Entries supplied =
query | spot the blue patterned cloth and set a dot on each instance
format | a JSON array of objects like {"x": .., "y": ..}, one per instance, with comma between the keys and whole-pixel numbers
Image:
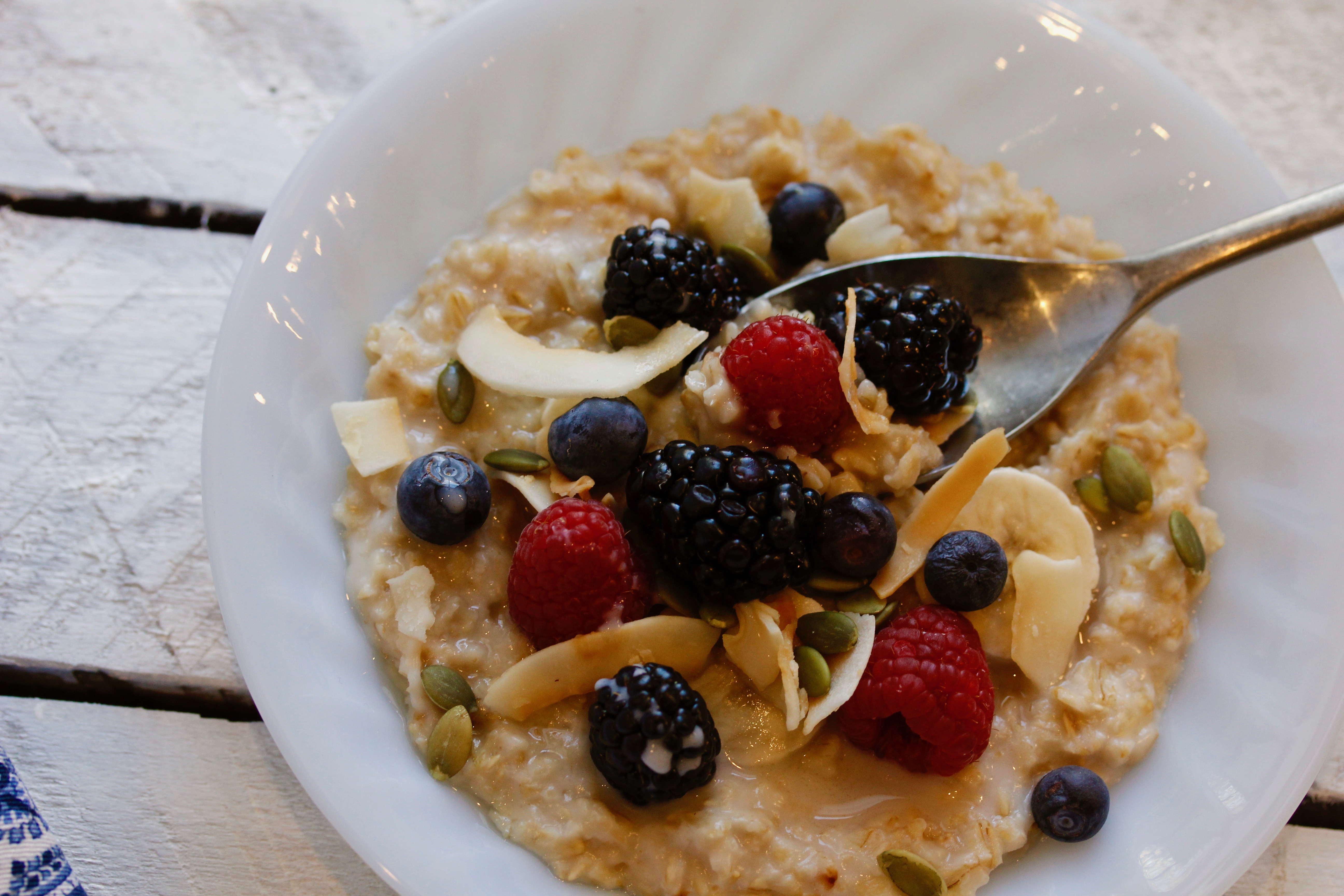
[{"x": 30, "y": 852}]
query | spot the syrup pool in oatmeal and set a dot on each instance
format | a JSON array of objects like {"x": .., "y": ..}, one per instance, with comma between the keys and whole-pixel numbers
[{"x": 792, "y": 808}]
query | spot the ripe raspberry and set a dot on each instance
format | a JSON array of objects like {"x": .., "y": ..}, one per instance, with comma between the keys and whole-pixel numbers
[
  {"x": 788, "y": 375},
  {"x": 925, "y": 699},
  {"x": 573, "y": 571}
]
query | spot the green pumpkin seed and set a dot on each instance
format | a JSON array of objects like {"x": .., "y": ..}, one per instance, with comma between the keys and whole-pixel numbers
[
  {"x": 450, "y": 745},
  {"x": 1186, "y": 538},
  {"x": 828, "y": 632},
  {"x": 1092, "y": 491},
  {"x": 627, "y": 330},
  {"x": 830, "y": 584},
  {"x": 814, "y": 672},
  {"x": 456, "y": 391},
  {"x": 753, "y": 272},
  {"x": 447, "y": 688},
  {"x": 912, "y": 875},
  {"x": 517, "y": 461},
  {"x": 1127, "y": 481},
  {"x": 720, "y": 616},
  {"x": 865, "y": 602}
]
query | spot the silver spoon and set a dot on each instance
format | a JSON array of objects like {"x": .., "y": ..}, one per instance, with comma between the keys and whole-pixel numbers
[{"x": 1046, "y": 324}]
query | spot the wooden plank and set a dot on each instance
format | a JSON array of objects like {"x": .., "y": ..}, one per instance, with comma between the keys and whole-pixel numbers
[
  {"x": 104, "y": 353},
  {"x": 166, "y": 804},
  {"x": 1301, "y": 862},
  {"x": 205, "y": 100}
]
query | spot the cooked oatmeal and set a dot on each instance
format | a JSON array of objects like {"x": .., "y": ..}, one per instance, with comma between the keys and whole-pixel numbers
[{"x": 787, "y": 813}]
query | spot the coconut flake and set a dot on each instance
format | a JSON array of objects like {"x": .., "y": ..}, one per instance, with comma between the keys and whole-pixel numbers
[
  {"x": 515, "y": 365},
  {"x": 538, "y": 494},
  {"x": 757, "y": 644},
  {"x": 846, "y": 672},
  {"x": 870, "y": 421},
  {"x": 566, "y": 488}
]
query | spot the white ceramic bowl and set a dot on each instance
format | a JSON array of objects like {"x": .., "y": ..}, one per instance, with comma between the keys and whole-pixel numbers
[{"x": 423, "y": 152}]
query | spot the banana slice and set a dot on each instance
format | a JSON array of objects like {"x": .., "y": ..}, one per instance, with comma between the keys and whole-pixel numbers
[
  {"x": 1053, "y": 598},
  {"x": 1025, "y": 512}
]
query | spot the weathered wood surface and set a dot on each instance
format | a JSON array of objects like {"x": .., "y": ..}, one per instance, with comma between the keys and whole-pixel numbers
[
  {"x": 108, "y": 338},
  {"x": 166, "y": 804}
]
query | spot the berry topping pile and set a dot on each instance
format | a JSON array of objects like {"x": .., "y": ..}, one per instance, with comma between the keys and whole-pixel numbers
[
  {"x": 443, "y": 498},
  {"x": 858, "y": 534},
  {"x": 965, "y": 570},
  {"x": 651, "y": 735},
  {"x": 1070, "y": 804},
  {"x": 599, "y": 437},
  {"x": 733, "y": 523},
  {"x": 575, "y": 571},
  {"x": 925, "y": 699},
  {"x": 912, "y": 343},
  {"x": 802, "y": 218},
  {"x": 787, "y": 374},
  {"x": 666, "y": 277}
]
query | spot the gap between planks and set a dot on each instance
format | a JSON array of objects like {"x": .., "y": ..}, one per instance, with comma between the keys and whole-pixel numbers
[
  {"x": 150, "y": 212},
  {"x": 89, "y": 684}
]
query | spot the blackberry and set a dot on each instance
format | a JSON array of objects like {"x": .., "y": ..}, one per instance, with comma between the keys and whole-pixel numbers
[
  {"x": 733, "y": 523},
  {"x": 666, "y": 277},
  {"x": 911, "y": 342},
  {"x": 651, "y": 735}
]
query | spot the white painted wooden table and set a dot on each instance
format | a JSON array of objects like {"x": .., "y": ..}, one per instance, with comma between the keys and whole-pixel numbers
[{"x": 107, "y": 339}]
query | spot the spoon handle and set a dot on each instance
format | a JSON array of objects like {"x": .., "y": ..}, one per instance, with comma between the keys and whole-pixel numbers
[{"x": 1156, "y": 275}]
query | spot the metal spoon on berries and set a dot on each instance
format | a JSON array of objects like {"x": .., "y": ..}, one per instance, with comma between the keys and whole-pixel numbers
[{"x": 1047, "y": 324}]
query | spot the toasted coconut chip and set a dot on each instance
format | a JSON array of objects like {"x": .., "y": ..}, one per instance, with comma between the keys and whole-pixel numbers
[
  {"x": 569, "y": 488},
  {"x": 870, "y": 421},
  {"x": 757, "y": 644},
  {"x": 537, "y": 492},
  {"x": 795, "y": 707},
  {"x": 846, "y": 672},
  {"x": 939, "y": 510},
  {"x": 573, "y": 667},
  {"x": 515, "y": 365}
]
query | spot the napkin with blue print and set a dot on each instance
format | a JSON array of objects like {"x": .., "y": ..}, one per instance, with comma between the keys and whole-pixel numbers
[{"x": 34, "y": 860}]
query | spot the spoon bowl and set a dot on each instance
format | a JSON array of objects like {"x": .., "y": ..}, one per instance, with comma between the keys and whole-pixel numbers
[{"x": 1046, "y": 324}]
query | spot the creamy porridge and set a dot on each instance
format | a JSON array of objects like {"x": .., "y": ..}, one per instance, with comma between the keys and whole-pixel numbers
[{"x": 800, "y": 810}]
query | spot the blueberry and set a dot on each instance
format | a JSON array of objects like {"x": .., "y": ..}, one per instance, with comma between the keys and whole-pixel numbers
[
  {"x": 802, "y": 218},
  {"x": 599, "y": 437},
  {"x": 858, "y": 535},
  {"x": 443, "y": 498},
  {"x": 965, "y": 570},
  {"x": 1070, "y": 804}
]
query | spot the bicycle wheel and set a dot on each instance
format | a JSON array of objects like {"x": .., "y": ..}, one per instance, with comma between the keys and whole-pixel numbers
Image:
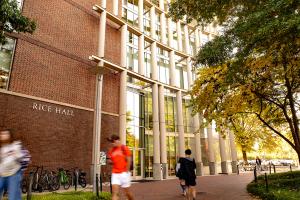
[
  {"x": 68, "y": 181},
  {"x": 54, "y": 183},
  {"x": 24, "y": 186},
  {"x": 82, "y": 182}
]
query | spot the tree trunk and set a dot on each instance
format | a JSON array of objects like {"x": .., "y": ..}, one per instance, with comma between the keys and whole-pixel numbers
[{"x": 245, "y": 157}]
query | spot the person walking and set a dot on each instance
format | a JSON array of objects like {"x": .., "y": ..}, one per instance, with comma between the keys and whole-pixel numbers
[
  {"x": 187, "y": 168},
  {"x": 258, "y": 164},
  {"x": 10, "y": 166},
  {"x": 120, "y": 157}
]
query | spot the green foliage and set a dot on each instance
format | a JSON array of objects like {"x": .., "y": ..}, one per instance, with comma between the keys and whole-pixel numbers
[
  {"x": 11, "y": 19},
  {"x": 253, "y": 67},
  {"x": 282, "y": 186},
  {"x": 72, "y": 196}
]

...

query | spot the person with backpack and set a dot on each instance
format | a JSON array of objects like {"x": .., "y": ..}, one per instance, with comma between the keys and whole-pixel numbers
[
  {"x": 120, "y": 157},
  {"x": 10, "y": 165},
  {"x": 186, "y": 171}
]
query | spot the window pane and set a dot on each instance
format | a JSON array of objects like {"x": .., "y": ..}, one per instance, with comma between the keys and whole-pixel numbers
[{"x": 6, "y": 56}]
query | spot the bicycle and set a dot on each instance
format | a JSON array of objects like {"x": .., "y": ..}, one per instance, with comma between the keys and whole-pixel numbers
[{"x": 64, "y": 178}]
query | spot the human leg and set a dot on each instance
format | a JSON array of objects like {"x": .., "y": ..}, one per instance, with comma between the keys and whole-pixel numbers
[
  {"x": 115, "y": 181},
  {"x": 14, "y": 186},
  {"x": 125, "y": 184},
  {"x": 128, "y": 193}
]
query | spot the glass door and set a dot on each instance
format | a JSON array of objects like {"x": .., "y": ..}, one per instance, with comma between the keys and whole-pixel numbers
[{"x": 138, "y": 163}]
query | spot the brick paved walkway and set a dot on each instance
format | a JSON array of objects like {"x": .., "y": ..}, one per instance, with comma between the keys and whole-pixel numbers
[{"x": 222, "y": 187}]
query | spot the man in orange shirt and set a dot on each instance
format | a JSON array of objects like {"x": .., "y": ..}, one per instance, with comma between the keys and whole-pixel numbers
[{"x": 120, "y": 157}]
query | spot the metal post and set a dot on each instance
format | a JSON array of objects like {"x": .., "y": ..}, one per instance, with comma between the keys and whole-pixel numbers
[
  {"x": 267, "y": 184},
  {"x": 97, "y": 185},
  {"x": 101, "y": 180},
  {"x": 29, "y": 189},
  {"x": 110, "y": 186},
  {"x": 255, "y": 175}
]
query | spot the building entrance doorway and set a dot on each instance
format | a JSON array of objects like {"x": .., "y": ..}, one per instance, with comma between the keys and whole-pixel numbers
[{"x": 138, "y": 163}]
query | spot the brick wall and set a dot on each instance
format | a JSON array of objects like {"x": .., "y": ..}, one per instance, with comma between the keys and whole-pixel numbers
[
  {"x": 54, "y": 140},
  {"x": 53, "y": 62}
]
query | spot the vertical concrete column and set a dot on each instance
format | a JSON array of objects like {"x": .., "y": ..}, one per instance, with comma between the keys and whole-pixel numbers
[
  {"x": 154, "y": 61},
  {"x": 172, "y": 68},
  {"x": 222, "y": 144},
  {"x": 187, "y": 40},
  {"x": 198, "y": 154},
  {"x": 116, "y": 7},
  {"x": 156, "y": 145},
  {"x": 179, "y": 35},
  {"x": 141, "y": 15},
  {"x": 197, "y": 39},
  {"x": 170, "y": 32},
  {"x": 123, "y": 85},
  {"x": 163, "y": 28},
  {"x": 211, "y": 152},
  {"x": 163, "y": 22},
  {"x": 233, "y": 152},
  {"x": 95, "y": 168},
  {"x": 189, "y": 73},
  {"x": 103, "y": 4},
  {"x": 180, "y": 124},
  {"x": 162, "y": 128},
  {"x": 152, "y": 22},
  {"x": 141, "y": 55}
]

---

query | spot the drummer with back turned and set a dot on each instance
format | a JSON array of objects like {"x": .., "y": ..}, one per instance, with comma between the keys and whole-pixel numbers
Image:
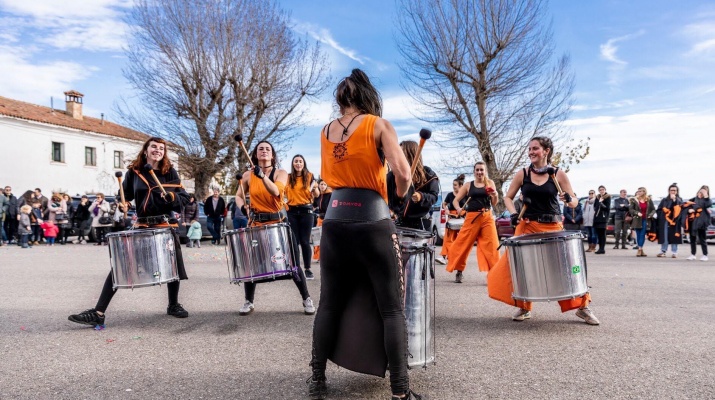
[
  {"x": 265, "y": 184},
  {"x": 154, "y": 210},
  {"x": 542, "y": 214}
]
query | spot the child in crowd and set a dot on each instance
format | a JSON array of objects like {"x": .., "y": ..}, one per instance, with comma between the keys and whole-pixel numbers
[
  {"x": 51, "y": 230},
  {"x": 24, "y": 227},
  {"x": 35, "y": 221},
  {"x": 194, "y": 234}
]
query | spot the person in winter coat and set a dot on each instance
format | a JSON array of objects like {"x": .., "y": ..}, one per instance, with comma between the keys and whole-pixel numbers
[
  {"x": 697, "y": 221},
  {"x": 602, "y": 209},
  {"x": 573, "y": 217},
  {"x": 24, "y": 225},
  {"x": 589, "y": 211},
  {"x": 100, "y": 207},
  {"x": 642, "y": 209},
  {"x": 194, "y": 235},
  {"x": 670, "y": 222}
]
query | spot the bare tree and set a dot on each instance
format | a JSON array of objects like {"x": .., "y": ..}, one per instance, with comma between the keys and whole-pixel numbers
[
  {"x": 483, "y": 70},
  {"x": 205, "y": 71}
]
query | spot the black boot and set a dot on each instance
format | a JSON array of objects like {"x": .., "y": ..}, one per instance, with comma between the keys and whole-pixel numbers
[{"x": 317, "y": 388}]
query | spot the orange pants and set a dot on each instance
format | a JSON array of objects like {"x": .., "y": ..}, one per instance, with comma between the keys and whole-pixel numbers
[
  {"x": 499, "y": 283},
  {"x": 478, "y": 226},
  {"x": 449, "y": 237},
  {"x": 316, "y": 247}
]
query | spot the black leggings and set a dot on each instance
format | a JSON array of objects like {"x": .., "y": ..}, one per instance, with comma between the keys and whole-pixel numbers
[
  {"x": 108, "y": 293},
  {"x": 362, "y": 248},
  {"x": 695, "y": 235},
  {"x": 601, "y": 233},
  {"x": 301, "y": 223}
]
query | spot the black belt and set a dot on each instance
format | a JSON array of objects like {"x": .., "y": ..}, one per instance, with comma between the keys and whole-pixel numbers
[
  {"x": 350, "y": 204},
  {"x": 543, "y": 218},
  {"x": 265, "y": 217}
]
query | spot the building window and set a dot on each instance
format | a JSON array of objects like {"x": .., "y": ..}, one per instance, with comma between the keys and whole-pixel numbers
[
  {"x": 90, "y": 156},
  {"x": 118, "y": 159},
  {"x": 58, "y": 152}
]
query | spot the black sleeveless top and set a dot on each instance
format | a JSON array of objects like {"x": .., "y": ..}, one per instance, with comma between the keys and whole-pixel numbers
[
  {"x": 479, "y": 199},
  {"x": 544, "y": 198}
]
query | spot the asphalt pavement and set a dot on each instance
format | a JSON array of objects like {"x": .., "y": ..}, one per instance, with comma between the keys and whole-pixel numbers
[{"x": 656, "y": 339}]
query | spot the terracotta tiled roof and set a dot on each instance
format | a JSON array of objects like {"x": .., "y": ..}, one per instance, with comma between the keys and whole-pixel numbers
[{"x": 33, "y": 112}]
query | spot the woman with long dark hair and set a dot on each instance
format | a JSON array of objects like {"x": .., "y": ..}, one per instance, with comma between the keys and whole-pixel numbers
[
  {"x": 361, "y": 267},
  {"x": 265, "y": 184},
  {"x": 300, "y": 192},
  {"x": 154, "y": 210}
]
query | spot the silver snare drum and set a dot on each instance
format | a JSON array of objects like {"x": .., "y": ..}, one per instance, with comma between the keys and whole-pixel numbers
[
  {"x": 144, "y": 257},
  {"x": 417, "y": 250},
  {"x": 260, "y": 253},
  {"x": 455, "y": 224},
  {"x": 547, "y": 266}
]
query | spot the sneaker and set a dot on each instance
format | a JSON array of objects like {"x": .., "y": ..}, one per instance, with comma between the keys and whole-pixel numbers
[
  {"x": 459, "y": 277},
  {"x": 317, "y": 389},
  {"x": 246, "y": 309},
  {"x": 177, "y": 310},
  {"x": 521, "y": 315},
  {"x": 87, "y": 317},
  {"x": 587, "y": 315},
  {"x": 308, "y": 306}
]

Exercise = Reproduce exactly the section above that begins at the line containing "query | spot the glass" and ends at the line containing "query | spot the brick paved", leaving out all other lines.

Solution below =
query | spot the glass door and set a dot on each instance
format | a JSON array of objects like {"x": .., "y": ..}, one per instance, with comma between the keys and whole-pixel numbers
[{"x": 138, "y": 163}]
query | spot the brick paved walkway and set a dot on each instance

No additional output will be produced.